Image entries on named regions
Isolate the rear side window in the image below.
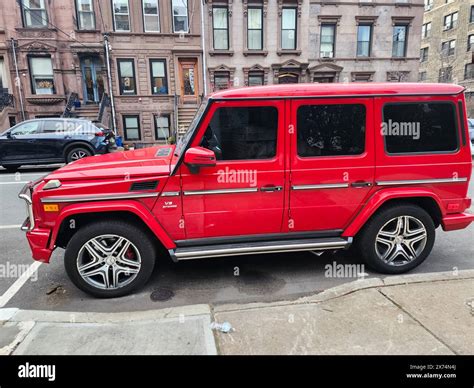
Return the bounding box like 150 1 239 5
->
381 102 458 154
297 104 366 157
201 106 278 160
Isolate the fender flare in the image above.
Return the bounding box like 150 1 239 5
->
49 201 176 249
342 187 445 237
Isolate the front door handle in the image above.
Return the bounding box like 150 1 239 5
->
351 181 372 189
260 186 283 193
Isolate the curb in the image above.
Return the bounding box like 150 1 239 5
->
213 269 474 313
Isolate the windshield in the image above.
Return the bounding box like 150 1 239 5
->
174 98 208 156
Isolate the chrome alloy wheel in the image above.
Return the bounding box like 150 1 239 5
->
375 216 428 266
71 150 87 161
77 234 141 290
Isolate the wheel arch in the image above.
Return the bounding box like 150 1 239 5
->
342 189 444 237
50 201 176 250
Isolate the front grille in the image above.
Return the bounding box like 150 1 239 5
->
130 181 158 191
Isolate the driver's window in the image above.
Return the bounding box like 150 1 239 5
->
10 121 40 136
201 106 278 160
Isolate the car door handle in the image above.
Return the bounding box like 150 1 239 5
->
260 186 283 193
351 181 372 188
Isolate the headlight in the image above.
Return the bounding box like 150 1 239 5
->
43 179 61 190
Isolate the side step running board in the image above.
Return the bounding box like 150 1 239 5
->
169 237 352 261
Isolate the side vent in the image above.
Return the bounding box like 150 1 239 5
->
130 181 158 191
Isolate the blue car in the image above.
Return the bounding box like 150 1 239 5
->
0 118 113 171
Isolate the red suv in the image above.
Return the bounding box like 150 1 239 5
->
20 83 474 297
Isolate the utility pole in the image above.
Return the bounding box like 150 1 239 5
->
12 38 26 121
104 33 117 136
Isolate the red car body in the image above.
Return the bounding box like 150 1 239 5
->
21 83 474 298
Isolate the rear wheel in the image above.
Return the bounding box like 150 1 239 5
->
64 221 156 298
66 147 92 163
357 204 436 274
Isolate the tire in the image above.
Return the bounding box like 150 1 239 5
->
2 164 21 172
356 203 436 274
66 147 92 163
64 221 156 298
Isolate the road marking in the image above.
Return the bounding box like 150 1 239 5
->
0 261 41 308
0 181 28 185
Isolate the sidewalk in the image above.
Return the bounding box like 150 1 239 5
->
0 270 474 355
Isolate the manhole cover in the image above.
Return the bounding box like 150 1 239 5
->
150 288 174 302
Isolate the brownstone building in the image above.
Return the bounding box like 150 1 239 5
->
0 0 204 143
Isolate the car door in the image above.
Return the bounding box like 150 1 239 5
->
180 100 285 239
0 120 42 163
287 98 375 233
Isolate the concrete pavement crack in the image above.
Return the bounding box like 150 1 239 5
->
377 288 459 356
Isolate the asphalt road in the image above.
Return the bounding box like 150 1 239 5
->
0 164 474 312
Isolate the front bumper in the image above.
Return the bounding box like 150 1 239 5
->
441 213 474 232
18 182 53 263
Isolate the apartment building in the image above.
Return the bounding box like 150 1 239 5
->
0 0 204 143
204 0 423 91
419 0 474 117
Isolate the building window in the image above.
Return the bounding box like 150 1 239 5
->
150 59 168 94
76 0 95 30
320 24 336 58
247 7 263 50
441 39 456 57
155 115 171 140
248 71 265 86
112 0 130 31
425 0 433 11
212 6 229 50
357 24 372 57
464 63 474 79
281 8 296 50
214 71 230 91
142 0 160 32
123 115 141 140
443 12 458 31
171 0 189 32
20 0 48 28
438 66 453 82
117 59 137 95
467 35 474 51
296 104 367 157
29 57 56 94
421 22 431 39
420 47 428 62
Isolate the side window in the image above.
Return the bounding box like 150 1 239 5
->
382 102 458 154
201 106 278 160
296 104 366 157
10 121 40 136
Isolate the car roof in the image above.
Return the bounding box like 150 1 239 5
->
210 82 465 99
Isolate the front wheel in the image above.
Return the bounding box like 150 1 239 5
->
64 221 156 298
357 204 436 274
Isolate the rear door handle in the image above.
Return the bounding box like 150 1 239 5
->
260 186 283 193
351 181 372 188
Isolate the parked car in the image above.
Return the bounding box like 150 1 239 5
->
467 119 474 156
0 118 113 170
20 83 474 297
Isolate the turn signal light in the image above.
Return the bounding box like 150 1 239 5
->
43 204 59 212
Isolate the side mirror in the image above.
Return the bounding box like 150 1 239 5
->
184 147 216 174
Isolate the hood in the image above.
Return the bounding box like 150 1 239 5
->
45 145 175 182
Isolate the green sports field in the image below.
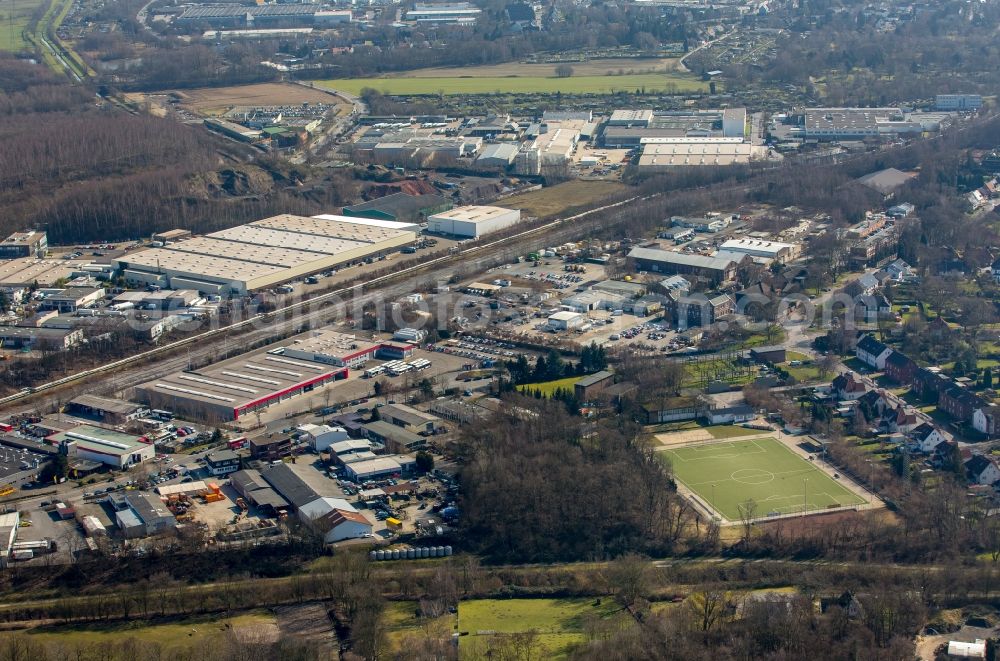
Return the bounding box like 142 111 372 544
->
663 437 866 521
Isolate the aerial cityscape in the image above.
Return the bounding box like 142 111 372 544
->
0 0 1000 661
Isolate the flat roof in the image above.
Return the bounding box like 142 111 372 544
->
430 205 520 223
138 348 344 409
250 214 412 243
347 457 402 475
115 214 416 289
287 330 381 358
69 395 143 415
340 193 448 217
362 420 424 445
209 225 365 263
46 425 149 457
379 404 440 425
573 370 614 388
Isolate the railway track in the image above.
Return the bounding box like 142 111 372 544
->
0 193 648 408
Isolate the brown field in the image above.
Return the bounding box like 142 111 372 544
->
171 83 347 115
498 180 626 218
386 57 677 78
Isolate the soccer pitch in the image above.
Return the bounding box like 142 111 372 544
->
663 437 867 521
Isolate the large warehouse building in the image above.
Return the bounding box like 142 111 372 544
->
115 214 417 294
427 206 521 238
135 348 347 422
46 425 156 470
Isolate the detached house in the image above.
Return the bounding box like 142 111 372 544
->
885 351 920 383
854 335 892 371
910 422 951 454
830 372 867 402
972 404 1000 436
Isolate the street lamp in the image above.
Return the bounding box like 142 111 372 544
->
802 477 809 516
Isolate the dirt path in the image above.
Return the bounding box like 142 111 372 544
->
275 603 340 659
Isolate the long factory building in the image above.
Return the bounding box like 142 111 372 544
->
136 342 347 422
135 330 413 422
115 214 417 294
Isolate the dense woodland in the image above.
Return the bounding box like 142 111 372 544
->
461 396 692 562
0 57 358 243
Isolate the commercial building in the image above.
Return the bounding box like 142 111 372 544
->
66 395 149 425
0 326 83 351
607 110 653 127
343 193 454 224
476 142 519 169
280 330 382 369
639 138 767 170
344 455 416 482
247 434 292 461
260 464 339 509
205 450 240 476
313 214 422 234
427 206 521 238
378 404 441 432
628 248 739 283
406 2 483 25
545 311 587 332
601 108 746 148
797 108 923 141
152 229 191 244
175 3 322 27
112 491 177 539
719 239 802 264
38 287 106 314
45 425 156 470
114 214 416 295
203 117 264 142
363 420 427 454
0 230 49 259
229 470 291 513
136 348 347 421
299 498 372 544
934 94 983 112
573 370 615 402
298 424 348 452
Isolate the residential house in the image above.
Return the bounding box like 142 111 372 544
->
972 404 1000 436
885 351 920 384
854 294 894 324
965 454 1000 486
884 406 920 434
910 367 952 402
885 259 916 282
844 273 879 296
854 335 892 371
910 422 951 454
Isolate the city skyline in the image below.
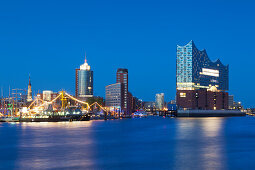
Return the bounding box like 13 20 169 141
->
0 1 255 107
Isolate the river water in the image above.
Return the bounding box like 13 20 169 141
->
0 117 255 170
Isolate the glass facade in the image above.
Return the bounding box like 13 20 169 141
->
176 41 229 91
105 83 124 110
78 70 93 97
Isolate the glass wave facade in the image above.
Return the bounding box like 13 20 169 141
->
78 70 93 97
176 41 229 91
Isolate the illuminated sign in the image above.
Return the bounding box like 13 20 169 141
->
200 68 220 77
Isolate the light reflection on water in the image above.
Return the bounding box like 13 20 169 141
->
0 117 255 169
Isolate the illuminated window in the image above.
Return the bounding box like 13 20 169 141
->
180 93 186 97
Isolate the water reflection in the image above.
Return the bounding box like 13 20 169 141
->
174 118 226 169
16 121 93 169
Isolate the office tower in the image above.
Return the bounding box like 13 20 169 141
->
155 93 165 110
27 75 33 102
116 68 131 114
75 56 93 98
176 41 229 110
105 83 124 112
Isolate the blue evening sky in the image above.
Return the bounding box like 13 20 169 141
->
0 0 255 107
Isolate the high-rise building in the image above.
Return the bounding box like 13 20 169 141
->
155 93 165 110
27 75 33 102
105 83 124 112
228 95 234 109
176 41 229 91
176 41 229 110
43 90 53 101
116 68 131 114
75 56 93 98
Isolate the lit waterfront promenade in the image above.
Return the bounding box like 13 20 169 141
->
0 117 255 169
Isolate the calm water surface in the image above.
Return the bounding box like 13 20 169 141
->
0 117 255 169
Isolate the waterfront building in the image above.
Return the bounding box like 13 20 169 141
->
176 41 229 91
177 89 228 110
143 101 156 112
27 75 33 102
105 83 124 112
75 56 93 98
155 93 165 110
176 41 229 110
116 68 132 114
228 95 234 109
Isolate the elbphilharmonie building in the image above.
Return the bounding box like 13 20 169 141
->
176 41 229 110
176 41 229 91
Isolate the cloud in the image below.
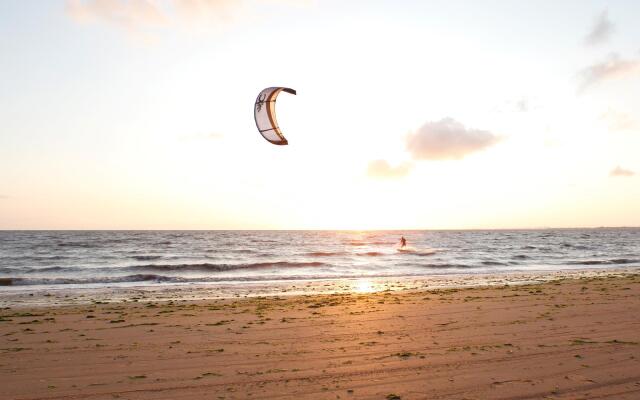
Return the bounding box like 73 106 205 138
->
578 53 640 91
584 11 615 46
406 118 500 160
600 109 640 132
178 132 225 141
367 160 411 179
609 165 636 177
66 0 309 41
66 0 170 41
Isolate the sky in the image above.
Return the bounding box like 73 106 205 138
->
0 0 640 230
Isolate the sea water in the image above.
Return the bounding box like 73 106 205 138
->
0 228 640 291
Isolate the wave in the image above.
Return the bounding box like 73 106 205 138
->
567 258 640 265
356 251 384 257
131 255 162 261
58 242 98 249
0 274 175 286
126 261 326 272
305 251 346 257
481 261 507 265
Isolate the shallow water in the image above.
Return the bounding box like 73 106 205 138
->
0 228 640 290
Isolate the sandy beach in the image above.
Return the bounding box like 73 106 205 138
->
0 273 640 399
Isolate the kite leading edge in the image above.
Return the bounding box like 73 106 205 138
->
253 87 296 145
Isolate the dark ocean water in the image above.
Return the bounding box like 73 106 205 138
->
0 228 640 290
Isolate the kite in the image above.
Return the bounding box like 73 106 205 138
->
253 87 296 145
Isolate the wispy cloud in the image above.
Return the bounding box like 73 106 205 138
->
406 118 500 160
66 0 171 41
367 160 411 179
584 11 615 46
66 0 310 41
609 165 636 177
578 53 640 92
600 109 640 132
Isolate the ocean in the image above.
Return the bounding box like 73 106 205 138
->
0 228 640 291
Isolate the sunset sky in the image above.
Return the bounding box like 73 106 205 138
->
0 0 640 229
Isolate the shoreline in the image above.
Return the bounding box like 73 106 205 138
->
0 272 640 400
0 266 640 308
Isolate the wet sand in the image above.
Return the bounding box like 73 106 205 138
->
0 273 640 400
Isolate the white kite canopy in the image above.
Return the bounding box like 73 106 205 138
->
253 87 296 145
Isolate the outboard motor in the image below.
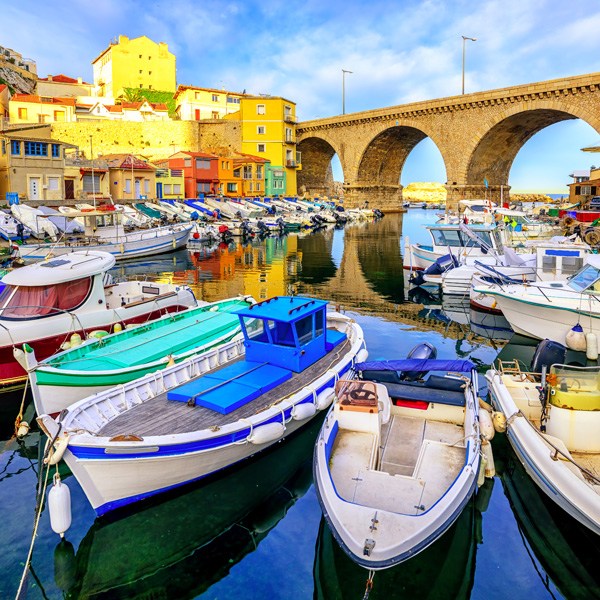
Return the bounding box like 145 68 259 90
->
408 254 459 285
530 340 567 373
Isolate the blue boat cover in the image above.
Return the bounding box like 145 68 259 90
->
354 358 475 373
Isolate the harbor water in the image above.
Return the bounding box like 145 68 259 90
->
0 208 600 600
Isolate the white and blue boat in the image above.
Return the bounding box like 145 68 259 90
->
38 297 367 515
313 358 482 570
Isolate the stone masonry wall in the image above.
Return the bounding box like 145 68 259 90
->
52 120 242 160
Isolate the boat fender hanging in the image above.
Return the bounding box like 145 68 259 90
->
317 388 335 410
48 435 70 465
481 440 496 477
585 331 598 360
477 454 487 487
492 411 508 433
48 473 71 537
248 422 285 445
565 323 586 352
292 402 317 421
479 410 496 442
355 348 369 362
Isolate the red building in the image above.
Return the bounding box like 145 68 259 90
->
169 151 219 198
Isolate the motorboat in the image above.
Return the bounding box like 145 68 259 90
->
10 204 59 240
16 209 194 261
486 340 600 535
22 297 254 415
38 297 367 514
473 254 600 347
0 250 197 387
0 211 31 241
314 358 483 570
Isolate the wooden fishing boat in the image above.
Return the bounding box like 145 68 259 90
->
0 251 196 386
38 297 367 514
486 352 600 535
21 296 254 415
314 359 481 570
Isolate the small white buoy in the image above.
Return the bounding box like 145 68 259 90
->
479 410 496 442
17 421 29 438
585 331 598 360
48 473 71 537
248 423 285 445
292 402 317 421
481 440 496 477
492 411 508 433
317 388 335 410
565 323 587 352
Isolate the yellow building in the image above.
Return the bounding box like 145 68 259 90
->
232 96 301 196
8 94 75 124
173 85 246 121
92 35 177 98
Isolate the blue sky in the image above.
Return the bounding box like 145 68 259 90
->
0 0 600 193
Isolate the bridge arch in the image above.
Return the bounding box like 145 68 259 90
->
298 131 346 194
461 100 600 197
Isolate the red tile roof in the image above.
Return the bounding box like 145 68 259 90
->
10 94 75 107
38 73 92 85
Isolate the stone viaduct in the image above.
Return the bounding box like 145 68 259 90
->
297 73 600 209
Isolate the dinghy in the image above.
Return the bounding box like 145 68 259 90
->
21 296 254 415
314 359 481 570
486 340 600 535
38 297 367 514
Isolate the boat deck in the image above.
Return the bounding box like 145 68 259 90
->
98 340 351 437
330 415 467 515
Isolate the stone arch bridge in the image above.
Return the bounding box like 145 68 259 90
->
297 73 600 208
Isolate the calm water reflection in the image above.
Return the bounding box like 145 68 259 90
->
0 210 600 600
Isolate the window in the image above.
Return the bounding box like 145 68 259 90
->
0 278 92 319
24 142 48 156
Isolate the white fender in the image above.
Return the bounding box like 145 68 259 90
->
355 348 369 362
48 479 71 537
247 423 285 445
292 402 317 421
479 410 496 442
317 388 335 410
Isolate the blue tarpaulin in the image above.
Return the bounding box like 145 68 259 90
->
354 358 475 373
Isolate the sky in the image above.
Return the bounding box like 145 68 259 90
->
0 0 600 193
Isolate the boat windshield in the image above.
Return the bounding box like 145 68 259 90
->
567 265 600 292
0 277 92 320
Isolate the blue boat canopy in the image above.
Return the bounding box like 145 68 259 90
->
354 358 475 373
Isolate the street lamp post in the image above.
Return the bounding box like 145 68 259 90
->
462 35 477 96
342 69 352 115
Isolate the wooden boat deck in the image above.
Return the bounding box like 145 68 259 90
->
98 339 351 437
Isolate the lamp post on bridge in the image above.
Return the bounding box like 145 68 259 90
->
462 35 477 96
342 69 352 115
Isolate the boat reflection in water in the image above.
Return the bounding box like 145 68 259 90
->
494 439 600 600
313 492 482 600
54 418 323 600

## Stated task
Rewrite the lines from the one containing "Isolate the headlight in the image above." through the one containing "18 182 53 263", inclusive, replacing "manhole cover" with "storm drain" and leaving everything else unchanged.

## Exercise solution
Isolate the headlight in the image above.
Return the bounding box like 150 1 239 5
->
43 179 61 190
Isolate the side step running board in the image above.
Return the bounding box like 150 1 239 5
->
169 237 352 261
Isolate the side vent in the image above.
Return the bounding box like 150 1 239 5
->
130 181 158 191
Isolate the blue car in the image above.
Return the bounding box like 150 1 239 5
->
0 118 113 171
Isolate the red suv in the image above.
Return the bounding box like 150 1 239 5
->
20 83 474 297
Isolate the utility pole in the image above.
Return the bounding box like 150 1 239 5
->
12 38 26 121
104 33 117 136
Isolate the red car body in the image above.
Return the bounding box like 150 1 239 5
->
21 83 474 298
Isolate the rear wheel in the image above.
Return the bounding box like 150 1 239 5
->
64 221 156 298
66 147 92 163
357 204 436 274
Isolate the tire in the image above.
Return the bounding box like 150 1 239 5
->
2 164 21 172
356 203 436 274
66 147 92 163
64 221 156 298
Isolate the road marking in the image above.
Return the bounding box like 150 1 239 5
->
0 261 41 308
0 181 28 185
Isolate the sidewalk in the image above.
Return the bounding box like 150 1 239 5
->
0 270 474 355
Isolate the storm drain in the image above.
Return the bounding box like 150 1 239 5
->
150 288 174 302
Isolate the brownstone building in the image above.
Return the bounding box like 150 1 239 5
->
0 0 204 143
Isolate the car door in the image above.
Return the bounding box like 150 1 239 5
->
180 100 285 239
0 120 42 163
287 98 375 233
Isolate the concrete pavement crack in the image above.
Return the bounding box like 150 1 239 5
->
377 288 459 356
Isolate the asphalt road in the image above.
Return the bounding box like 150 1 239 5
->
0 164 474 312
Isolate the front bumper in the image above.
Return the bounding box like 150 1 239 5
->
441 213 474 232
18 182 53 263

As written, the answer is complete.